**Rows**

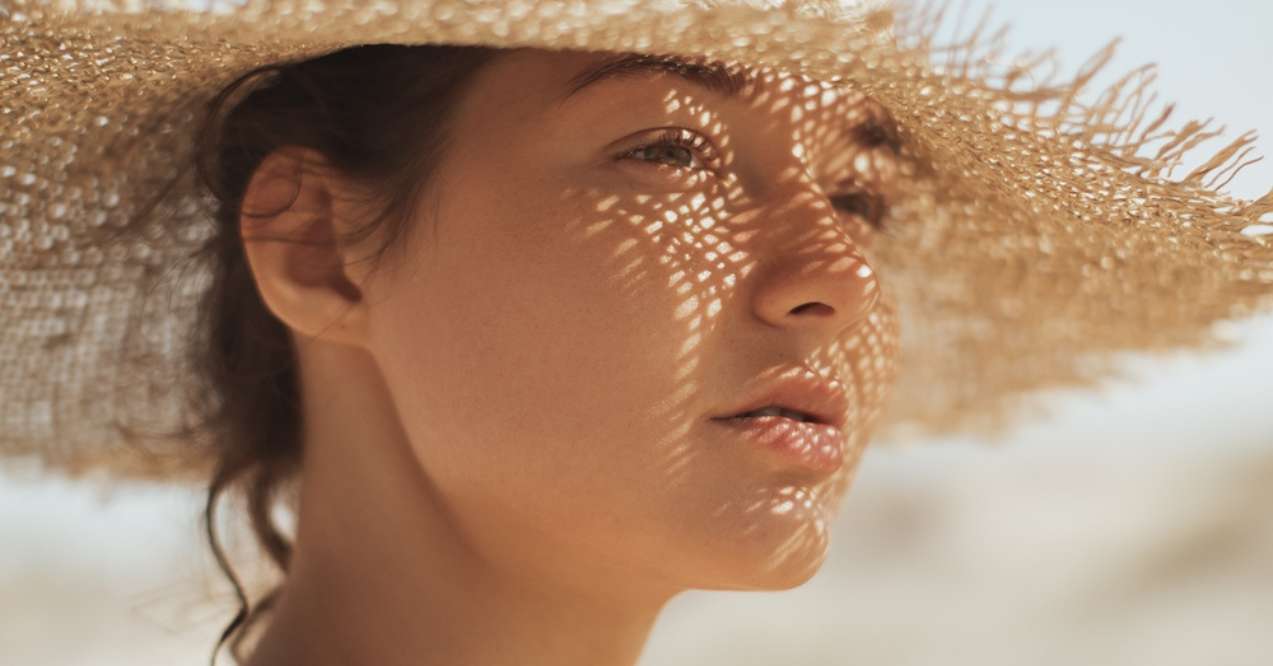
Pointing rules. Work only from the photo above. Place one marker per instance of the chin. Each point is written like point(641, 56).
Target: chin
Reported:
point(778, 554)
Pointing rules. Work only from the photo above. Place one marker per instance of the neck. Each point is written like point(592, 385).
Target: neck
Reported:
point(383, 572)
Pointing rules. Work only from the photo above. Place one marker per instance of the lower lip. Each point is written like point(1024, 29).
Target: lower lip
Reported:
point(817, 446)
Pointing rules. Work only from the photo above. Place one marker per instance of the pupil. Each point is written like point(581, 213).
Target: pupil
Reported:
point(675, 153)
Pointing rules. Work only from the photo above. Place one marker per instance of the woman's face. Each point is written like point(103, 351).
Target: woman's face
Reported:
point(579, 301)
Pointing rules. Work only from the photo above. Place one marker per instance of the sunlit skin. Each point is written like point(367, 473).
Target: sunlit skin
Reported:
point(508, 450)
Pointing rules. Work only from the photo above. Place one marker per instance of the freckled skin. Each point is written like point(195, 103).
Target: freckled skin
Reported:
point(508, 456)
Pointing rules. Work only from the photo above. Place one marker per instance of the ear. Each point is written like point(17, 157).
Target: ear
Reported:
point(292, 209)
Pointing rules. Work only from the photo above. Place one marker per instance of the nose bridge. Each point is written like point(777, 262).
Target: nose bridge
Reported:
point(815, 275)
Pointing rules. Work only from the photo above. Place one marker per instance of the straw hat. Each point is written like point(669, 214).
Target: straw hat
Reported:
point(1043, 231)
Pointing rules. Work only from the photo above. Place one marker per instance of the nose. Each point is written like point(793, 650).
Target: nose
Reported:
point(814, 274)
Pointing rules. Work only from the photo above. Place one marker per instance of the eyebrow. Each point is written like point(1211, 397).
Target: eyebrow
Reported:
point(713, 77)
point(718, 78)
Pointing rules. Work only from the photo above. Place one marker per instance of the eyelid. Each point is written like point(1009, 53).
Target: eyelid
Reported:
point(688, 138)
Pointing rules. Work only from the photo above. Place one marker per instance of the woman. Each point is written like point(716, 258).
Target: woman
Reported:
point(539, 400)
point(545, 336)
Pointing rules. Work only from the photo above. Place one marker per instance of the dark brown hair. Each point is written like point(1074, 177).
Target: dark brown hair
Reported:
point(378, 115)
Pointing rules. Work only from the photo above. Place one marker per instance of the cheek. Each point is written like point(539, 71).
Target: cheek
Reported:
point(530, 353)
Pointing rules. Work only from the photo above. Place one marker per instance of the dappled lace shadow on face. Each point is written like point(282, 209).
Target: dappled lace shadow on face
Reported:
point(782, 237)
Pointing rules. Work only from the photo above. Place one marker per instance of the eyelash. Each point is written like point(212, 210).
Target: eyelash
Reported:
point(870, 206)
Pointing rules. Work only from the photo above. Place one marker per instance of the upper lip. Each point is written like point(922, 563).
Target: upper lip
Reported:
point(797, 389)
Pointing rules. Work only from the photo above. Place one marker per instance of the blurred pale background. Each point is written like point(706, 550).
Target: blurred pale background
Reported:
point(1131, 527)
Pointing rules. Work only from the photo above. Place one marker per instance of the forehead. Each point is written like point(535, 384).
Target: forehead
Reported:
point(560, 82)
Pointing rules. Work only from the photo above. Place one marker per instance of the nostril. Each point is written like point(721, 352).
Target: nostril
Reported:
point(817, 308)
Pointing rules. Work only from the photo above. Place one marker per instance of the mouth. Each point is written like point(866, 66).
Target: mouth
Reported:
point(797, 438)
point(778, 410)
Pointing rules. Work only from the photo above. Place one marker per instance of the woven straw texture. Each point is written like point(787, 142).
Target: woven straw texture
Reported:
point(1045, 226)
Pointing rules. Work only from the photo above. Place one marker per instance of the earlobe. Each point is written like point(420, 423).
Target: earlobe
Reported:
point(289, 229)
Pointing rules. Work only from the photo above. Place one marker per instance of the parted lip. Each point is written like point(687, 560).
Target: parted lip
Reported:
point(798, 389)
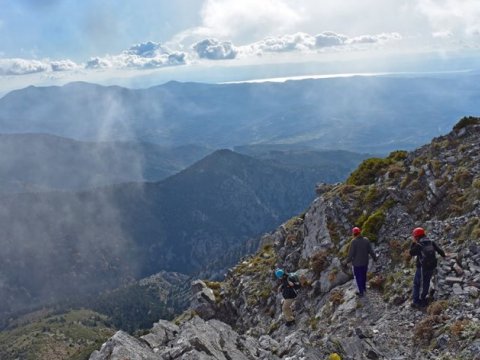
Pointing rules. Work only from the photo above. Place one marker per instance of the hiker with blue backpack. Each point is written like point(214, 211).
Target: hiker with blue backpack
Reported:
point(424, 249)
point(290, 285)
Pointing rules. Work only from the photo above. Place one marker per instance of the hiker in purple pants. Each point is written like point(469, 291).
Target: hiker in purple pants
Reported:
point(360, 248)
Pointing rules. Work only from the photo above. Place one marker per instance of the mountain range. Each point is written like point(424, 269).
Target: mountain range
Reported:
point(437, 186)
point(60, 244)
point(361, 114)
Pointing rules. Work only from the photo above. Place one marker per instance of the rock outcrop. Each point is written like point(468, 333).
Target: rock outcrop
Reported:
point(436, 186)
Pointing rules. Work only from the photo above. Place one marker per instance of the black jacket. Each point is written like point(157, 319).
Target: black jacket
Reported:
point(360, 248)
point(288, 292)
point(416, 249)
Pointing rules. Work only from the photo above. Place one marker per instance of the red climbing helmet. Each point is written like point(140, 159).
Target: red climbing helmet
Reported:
point(417, 232)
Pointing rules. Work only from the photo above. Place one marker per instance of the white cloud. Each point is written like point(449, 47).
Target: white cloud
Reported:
point(442, 34)
point(63, 65)
point(142, 56)
point(372, 39)
point(215, 50)
point(22, 66)
point(285, 43)
point(19, 66)
point(329, 38)
point(303, 42)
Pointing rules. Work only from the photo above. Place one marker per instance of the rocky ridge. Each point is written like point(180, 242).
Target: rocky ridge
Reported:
point(437, 187)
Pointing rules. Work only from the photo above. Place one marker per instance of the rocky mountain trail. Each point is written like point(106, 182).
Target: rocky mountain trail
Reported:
point(436, 187)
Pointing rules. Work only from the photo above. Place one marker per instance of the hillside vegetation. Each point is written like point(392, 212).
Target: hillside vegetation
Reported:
point(435, 186)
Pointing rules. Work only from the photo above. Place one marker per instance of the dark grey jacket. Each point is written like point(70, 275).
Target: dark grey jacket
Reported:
point(360, 248)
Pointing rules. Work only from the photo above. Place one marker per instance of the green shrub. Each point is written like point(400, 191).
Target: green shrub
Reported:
point(372, 225)
point(466, 121)
point(398, 155)
point(368, 171)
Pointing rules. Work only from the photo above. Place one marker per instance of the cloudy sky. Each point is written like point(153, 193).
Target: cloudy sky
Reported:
point(141, 43)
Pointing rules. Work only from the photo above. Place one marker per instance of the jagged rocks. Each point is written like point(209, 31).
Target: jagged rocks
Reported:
point(122, 346)
point(203, 302)
point(195, 339)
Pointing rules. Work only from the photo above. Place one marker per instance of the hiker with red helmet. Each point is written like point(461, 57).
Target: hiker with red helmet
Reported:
point(424, 249)
point(360, 248)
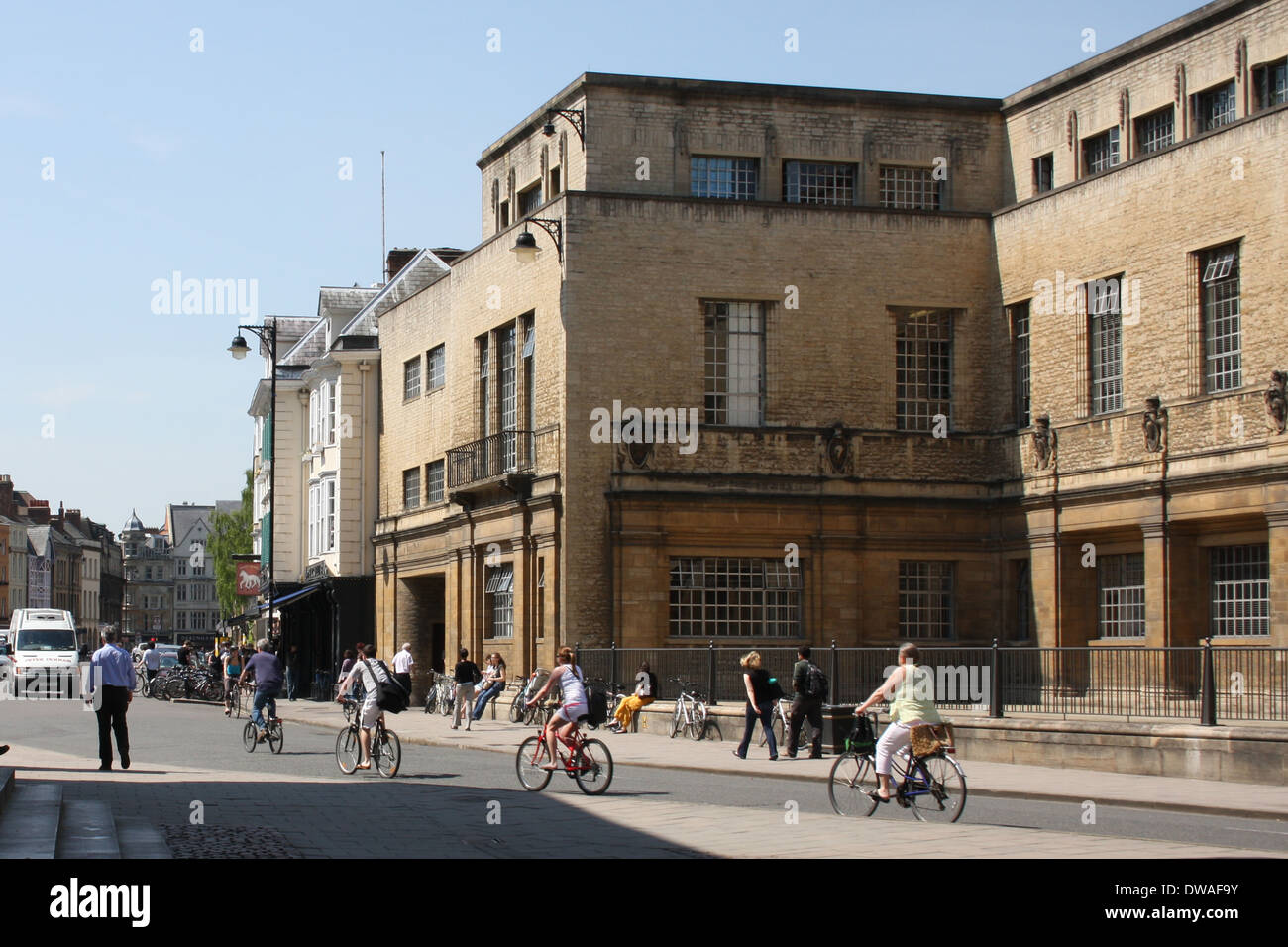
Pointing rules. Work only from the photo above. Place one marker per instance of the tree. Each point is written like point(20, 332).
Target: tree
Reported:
point(231, 535)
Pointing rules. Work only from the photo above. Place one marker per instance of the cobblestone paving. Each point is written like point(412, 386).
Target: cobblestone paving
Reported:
point(227, 841)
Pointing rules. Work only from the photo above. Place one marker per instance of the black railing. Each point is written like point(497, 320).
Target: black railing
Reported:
point(1243, 684)
point(503, 453)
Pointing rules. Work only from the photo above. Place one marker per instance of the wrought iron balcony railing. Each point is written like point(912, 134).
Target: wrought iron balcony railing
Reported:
point(507, 453)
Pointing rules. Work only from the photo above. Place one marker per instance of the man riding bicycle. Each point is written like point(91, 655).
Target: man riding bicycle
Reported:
point(572, 709)
point(267, 671)
point(370, 712)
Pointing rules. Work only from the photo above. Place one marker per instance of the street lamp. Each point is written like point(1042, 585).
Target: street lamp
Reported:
point(239, 348)
point(526, 245)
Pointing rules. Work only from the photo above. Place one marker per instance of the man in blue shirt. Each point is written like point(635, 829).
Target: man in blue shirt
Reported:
point(267, 672)
point(111, 688)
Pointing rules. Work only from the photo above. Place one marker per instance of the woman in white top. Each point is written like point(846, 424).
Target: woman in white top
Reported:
point(572, 707)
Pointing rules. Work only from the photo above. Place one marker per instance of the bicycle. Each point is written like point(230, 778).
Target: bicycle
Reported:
point(588, 762)
point(385, 746)
point(691, 711)
point(275, 740)
point(519, 709)
point(931, 785)
point(446, 699)
point(782, 725)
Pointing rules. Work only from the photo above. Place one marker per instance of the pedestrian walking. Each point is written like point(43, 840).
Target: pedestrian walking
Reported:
point(909, 689)
point(467, 677)
point(493, 684)
point(402, 667)
point(151, 660)
point(292, 672)
point(111, 688)
point(266, 668)
point(760, 703)
point(809, 689)
point(645, 692)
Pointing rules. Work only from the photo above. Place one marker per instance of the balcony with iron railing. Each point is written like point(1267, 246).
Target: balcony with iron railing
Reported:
point(509, 459)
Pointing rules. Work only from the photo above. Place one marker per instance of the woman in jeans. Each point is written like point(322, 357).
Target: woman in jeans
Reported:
point(759, 705)
point(912, 702)
point(493, 684)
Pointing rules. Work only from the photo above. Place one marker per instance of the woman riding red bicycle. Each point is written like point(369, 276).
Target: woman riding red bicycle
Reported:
point(572, 709)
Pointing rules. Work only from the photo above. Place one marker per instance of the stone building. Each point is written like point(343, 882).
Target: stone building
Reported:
point(149, 564)
point(196, 607)
point(803, 364)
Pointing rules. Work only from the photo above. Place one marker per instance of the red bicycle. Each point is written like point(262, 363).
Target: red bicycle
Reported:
point(585, 761)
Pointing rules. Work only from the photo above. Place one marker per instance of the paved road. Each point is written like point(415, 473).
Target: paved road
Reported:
point(185, 753)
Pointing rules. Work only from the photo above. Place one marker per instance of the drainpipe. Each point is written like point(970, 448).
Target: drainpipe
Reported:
point(364, 368)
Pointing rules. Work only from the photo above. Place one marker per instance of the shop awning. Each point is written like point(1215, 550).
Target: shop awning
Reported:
point(292, 596)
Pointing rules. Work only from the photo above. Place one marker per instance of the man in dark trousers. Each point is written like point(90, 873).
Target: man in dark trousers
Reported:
point(111, 688)
point(805, 706)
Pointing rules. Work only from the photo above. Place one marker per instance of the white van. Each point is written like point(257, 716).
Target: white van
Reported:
point(44, 652)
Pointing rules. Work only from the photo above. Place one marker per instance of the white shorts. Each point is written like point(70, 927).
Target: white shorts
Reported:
point(570, 712)
point(370, 712)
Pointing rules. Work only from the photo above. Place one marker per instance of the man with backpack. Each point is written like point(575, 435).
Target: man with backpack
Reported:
point(374, 674)
point(809, 685)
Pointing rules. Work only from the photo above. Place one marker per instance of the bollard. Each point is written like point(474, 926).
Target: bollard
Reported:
point(1207, 710)
point(711, 673)
point(995, 686)
point(836, 680)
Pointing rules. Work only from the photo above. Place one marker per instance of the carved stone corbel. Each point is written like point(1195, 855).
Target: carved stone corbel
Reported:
point(1155, 427)
point(837, 457)
point(1276, 402)
point(1043, 444)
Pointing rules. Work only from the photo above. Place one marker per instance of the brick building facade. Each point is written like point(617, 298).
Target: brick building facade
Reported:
point(919, 337)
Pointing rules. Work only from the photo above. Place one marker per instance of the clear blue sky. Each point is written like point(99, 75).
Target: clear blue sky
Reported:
point(223, 163)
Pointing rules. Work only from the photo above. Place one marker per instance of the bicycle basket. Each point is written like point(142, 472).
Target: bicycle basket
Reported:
point(928, 738)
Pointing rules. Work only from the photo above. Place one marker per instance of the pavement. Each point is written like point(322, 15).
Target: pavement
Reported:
point(314, 817)
point(996, 780)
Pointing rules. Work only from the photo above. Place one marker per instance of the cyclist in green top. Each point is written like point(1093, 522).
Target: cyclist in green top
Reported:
point(911, 692)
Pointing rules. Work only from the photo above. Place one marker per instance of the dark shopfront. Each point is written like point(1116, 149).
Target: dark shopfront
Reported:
point(323, 618)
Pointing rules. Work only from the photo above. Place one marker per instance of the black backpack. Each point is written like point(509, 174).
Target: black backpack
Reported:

**What the task requires**
Write out the lines of the material above, unchanged, from the line with "like point(415, 473)." to the line with "point(364, 368)", both included.

**Result for this task**
Pointing rules. Work only from the photo above. Place one marker per instance of the paved road. Each point is written like point(415, 473).
Target: paved road
Reported:
point(185, 753)
Pointing rules. Work only from the photo above. Place one marker per instance of the drainpipe. Each point is written like point(970, 448).
Target: drainpipe
Reported:
point(364, 368)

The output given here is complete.